Supplied records section start

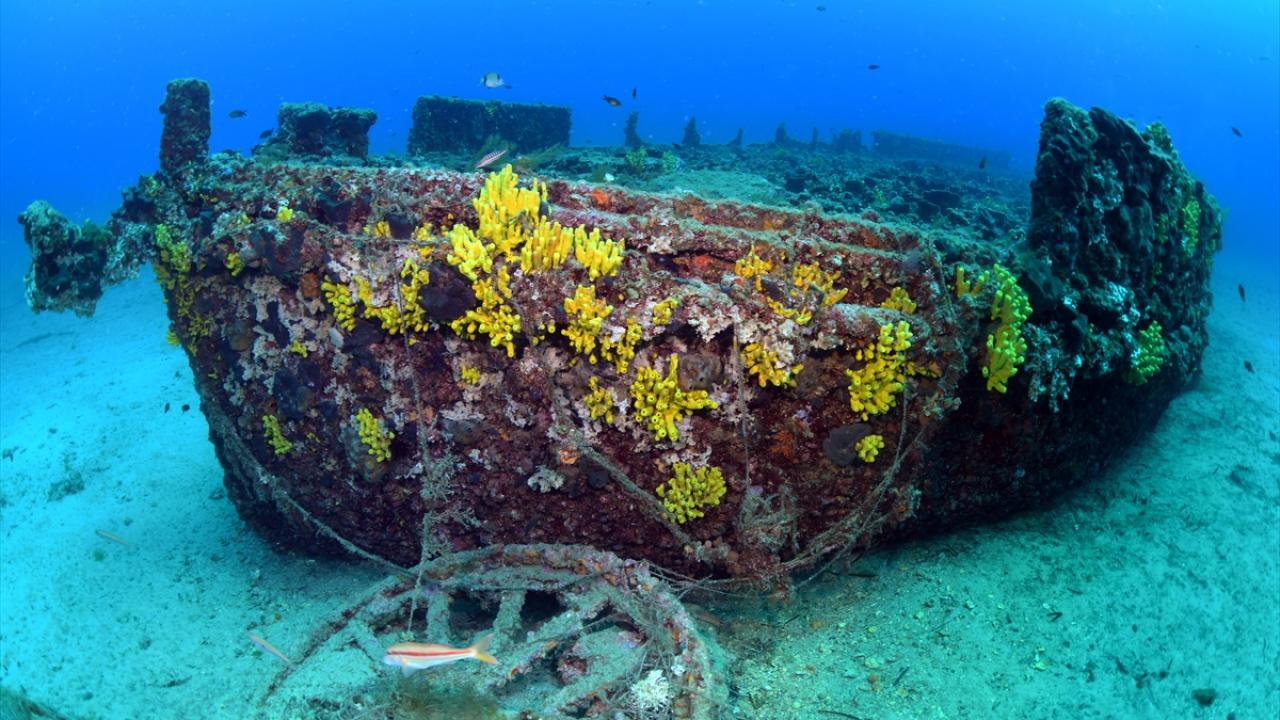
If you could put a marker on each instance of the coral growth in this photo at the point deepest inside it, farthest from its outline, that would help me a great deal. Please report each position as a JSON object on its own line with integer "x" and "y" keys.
{"x": 872, "y": 388}
{"x": 375, "y": 437}
{"x": 690, "y": 491}
{"x": 661, "y": 402}
{"x": 1148, "y": 356}
{"x": 1006, "y": 347}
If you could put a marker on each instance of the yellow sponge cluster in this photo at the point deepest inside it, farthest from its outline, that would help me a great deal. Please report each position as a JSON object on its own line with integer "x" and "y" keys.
{"x": 872, "y": 388}
{"x": 586, "y": 313}
{"x": 599, "y": 401}
{"x": 767, "y": 368}
{"x": 343, "y": 306}
{"x": 375, "y": 437}
{"x": 1006, "y": 347}
{"x": 622, "y": 351}
{"x": 407, "y": 315}
{"x": 511, "y": 227}
{"x": 659, "y": 401}
{"x": 899, "y": 300}
{"x": 689, "y": 491}
{"x": 869, "y": 447}
{"x": 274, "y": 436}
{"x": 753, "y": 267}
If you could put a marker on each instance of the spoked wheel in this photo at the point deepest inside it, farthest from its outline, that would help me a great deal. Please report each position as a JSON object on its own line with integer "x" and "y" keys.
{"x": 577, "y": 633}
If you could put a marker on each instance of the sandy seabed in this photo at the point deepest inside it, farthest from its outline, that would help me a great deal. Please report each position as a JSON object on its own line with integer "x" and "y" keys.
{"x": 1151, "y": 592}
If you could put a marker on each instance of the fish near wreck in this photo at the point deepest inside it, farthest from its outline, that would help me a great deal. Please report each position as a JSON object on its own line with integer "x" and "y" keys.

Supplied records section end

## Exercise requirements
Would you copy every entry exactly as it stands, leaving out the pictures?

## Problem solution
If you could put a marker on each instance of the coral growth in this photo at the point deepest inside it, farthest from its outline, that would help me a great deal. Please report each position as a JSON object on its own line with integer "x" and "y" keys.
{"x": 872, "y": 388}
{"x": 375, "y": 437}
{"x": 690, "y": 491}
{"x": 661, "y": 402}
{"x": 1148, "y": 356}
{"x": 1006, "y": 347}
If you could put a marker on each instance of the yellow sponge cluster in this photo at the point deepest inside it, farthest from its outline, that would help me a great deal. Please report each position as a JSON object on its own line with integer "x" and "y" keys.
{"x": 872, "y": 388}
{"x": 586, "y": 313}
{"x": 599, "y": 401}
{"x": 767, "y": 368}
{"x": 343, "y": 306}
{"x": 375, "y": 437}
{"x": 1006, "y": 347}
{"x": 622, "y": 351}
{"x": 407, "y": 315}
{"x": 511, "y": 227}
{"x": 659, "y": 401}
{"x": 899, "y": 300}
{"x": 689, "y": 491}
{"x": 869, "y": 447}
{"x": 274, "y": 436}
{"x": 753, "y": 267}
If you could put a marker on each instance of the spoked wheel in this photo at the point deepest inside it, farthest from its outline, that would help me a great deal. Please report each position as a JSON object on its own line with integer "x" and "y" keys.
{"x": 577, "y": 633}
If you could put a marker on each instance of the sandy seabed in this photo at the point deepest inside it, farthest from its outline, that would help me a great deal. Please report each position as a JSON object on its own line with integer "x" and "y" keys.
{"x": 1151, "y": 592}
If you could put a marker on each instance of the fish near wreck in this photo at the point deepest inside it, farthest from its outline, that would help me a great deal. Please report each position as a JSON object on its own line with integer "x" and "y" keys.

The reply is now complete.